Coordinate labeling data
[BEGIN]

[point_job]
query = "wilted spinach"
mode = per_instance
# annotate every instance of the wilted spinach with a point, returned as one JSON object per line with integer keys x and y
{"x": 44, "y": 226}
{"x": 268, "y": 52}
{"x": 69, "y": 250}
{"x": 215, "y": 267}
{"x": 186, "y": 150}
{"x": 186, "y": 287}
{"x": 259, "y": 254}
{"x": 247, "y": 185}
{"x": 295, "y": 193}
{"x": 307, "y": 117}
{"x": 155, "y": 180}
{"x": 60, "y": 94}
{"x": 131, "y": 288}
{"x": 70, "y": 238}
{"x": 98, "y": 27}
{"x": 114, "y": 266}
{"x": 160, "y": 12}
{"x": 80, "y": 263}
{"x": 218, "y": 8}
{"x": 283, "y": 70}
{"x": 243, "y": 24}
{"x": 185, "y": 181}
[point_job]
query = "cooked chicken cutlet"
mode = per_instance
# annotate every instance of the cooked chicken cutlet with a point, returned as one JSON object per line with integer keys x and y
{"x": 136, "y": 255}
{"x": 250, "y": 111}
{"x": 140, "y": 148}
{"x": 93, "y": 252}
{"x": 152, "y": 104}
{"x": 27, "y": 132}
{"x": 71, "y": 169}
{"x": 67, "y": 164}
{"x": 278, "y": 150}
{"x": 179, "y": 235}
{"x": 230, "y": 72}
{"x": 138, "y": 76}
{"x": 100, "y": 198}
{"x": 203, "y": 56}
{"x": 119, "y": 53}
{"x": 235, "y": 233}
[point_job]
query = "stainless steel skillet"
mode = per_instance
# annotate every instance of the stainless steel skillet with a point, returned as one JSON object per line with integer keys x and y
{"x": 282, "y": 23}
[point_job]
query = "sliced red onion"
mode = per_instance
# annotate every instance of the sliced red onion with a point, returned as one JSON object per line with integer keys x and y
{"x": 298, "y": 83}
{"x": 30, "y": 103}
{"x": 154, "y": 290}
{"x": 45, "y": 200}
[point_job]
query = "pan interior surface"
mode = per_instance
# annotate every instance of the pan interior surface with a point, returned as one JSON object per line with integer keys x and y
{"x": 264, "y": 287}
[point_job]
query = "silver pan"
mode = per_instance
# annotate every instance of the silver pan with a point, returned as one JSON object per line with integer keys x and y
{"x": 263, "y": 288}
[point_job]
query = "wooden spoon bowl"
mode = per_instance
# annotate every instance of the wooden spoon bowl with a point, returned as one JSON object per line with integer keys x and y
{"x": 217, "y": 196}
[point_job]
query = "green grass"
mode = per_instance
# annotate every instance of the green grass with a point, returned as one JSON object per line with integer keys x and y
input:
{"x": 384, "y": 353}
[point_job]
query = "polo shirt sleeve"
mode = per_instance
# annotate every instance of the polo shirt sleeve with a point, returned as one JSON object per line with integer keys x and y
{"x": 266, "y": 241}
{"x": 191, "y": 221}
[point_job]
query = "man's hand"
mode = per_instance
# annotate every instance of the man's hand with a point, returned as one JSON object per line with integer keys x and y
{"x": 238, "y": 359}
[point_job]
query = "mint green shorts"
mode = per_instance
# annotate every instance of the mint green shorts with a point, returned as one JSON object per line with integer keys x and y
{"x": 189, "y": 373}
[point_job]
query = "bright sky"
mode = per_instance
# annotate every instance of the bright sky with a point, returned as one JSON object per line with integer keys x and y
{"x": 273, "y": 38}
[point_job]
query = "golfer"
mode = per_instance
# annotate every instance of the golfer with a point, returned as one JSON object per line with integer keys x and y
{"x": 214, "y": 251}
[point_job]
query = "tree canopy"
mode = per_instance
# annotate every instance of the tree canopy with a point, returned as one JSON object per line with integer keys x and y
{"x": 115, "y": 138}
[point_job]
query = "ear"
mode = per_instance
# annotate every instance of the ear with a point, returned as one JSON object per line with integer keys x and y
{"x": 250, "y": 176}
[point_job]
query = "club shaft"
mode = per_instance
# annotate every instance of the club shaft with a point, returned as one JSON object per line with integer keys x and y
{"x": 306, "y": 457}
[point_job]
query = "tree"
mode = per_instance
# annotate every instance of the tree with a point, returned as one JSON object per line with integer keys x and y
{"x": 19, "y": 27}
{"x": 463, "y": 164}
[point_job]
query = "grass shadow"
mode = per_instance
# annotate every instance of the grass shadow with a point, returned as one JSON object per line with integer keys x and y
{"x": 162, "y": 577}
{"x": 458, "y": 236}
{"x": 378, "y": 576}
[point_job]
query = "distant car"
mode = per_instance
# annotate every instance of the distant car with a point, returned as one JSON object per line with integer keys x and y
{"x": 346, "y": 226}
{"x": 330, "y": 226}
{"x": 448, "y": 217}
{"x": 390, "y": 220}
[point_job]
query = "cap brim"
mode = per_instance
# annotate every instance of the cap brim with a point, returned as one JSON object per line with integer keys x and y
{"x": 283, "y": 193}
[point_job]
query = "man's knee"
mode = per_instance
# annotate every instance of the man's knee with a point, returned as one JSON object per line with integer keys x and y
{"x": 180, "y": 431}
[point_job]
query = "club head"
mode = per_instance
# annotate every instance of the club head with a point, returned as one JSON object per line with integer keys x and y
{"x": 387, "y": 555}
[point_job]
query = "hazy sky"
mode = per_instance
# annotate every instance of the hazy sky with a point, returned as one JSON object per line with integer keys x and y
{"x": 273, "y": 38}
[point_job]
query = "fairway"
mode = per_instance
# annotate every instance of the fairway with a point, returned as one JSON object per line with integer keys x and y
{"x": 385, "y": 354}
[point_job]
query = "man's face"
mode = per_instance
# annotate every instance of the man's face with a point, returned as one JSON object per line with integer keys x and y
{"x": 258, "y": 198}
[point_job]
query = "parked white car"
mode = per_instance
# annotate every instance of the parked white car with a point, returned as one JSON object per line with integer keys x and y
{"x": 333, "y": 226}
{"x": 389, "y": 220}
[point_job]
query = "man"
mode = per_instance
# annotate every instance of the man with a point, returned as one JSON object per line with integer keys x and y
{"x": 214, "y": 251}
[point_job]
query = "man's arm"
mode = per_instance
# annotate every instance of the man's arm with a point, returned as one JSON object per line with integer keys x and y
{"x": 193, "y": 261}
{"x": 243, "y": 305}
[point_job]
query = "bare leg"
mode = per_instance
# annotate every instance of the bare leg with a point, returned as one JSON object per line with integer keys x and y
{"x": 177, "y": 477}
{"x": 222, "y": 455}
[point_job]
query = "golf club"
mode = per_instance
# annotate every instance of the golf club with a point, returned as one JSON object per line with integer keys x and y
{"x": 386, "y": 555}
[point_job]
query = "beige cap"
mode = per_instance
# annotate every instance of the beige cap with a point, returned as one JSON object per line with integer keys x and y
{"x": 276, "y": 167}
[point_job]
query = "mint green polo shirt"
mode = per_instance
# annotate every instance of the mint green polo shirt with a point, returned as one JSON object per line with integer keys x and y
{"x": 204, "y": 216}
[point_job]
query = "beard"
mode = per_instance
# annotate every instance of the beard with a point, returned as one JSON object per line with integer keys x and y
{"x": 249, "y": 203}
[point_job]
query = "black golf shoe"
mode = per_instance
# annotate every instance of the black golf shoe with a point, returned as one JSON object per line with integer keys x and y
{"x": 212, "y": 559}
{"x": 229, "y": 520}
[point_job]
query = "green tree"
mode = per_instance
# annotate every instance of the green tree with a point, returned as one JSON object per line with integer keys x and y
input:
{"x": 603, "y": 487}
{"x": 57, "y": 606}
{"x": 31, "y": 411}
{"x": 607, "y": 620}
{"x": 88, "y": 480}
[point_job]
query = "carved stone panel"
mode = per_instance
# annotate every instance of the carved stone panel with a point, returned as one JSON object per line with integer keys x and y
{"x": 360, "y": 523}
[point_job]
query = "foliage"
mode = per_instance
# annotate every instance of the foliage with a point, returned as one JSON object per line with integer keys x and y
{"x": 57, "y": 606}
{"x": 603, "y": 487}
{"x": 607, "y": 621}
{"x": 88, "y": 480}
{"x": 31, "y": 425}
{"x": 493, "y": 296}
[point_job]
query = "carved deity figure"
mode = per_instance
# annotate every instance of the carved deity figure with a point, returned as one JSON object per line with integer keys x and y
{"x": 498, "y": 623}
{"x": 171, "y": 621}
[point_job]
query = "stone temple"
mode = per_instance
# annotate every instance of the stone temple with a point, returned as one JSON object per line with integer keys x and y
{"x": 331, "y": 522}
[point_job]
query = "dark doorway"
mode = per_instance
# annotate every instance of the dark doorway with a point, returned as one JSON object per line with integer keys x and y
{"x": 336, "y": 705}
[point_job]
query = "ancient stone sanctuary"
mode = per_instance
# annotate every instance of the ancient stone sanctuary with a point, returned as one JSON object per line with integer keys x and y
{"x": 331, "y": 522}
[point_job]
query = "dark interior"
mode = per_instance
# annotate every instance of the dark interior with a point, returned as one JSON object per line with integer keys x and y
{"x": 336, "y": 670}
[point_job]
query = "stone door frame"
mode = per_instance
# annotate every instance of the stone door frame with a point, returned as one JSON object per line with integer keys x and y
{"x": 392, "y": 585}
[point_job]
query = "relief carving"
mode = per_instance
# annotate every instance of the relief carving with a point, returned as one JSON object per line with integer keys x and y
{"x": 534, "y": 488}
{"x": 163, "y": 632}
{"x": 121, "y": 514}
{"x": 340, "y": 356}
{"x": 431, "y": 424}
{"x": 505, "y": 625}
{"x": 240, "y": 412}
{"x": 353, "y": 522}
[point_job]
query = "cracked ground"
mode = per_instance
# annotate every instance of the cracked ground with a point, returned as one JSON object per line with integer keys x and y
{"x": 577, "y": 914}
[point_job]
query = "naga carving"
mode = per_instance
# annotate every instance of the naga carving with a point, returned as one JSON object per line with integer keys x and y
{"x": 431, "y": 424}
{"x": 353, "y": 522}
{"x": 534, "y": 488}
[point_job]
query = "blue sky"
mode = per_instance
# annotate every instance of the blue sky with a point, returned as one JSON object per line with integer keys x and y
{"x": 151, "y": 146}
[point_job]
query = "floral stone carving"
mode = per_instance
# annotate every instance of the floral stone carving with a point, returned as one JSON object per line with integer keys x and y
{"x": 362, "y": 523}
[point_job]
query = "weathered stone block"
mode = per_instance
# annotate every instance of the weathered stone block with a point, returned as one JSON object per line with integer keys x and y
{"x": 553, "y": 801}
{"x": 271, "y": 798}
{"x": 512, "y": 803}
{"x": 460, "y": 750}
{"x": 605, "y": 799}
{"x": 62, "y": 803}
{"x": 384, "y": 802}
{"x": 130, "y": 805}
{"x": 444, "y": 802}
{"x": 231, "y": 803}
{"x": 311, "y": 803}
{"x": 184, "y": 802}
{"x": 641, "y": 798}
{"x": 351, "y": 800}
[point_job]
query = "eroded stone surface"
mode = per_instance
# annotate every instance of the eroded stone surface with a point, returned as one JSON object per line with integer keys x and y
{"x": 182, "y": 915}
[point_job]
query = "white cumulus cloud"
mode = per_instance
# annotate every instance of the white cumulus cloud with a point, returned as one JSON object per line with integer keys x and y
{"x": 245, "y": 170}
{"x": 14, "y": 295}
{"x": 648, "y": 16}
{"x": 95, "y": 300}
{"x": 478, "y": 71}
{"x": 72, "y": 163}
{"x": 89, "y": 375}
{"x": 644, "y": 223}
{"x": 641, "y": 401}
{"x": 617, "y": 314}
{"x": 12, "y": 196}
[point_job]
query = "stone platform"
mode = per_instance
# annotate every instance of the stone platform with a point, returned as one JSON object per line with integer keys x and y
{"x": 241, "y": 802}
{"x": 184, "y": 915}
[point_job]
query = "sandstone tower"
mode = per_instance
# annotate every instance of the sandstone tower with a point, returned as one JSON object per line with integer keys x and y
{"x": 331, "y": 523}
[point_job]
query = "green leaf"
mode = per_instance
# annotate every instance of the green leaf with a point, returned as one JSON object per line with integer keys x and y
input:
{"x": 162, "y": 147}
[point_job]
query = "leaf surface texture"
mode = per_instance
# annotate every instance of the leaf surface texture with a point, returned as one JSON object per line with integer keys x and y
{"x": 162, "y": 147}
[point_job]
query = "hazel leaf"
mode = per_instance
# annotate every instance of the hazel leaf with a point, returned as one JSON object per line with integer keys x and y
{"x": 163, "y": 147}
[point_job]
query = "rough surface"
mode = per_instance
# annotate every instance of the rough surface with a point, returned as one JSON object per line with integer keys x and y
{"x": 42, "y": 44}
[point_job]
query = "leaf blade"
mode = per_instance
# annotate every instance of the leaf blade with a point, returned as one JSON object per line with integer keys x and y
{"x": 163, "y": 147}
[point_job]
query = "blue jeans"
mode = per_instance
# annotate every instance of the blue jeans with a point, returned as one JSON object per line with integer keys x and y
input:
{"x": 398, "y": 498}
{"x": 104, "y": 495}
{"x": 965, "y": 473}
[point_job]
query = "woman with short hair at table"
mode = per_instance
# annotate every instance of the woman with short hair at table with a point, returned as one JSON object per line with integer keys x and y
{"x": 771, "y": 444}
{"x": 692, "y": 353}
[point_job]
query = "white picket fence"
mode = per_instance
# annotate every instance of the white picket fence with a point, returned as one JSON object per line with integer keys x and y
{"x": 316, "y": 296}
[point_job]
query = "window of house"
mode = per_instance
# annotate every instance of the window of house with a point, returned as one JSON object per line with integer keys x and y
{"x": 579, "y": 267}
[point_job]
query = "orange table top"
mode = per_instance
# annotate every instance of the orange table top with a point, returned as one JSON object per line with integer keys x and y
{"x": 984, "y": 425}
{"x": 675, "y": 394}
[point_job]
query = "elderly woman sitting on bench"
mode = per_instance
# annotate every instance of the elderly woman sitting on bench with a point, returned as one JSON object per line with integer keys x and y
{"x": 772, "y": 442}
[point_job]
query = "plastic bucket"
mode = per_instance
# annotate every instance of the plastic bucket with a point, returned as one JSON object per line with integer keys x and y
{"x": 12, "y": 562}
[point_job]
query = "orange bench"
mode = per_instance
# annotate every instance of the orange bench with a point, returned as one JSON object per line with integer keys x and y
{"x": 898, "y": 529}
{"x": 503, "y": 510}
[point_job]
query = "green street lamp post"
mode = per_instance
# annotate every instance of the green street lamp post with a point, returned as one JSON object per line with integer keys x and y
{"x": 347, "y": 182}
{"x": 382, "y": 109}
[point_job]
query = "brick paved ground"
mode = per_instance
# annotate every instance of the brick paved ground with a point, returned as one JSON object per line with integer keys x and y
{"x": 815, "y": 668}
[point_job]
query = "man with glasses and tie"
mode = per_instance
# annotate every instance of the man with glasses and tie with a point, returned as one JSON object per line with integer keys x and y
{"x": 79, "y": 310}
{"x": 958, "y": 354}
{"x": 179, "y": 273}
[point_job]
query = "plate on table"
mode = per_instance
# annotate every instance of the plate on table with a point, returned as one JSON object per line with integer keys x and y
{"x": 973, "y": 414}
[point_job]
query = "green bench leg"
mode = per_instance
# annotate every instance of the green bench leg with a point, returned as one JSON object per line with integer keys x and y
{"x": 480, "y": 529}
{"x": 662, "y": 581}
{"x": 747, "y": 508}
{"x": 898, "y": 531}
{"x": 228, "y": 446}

[END]

SET PROBLEM: Show every line from above that contains the string "grass".

TASK RESPONSE:
query = "green grass"
# annotate every instance of the green grass with a point, returned as one JSON object per line with integer keys x and y
query = "grass shadow"
# annotate every instance of the grass shadow with a point, returned as one JSON object per line with integer keys x and y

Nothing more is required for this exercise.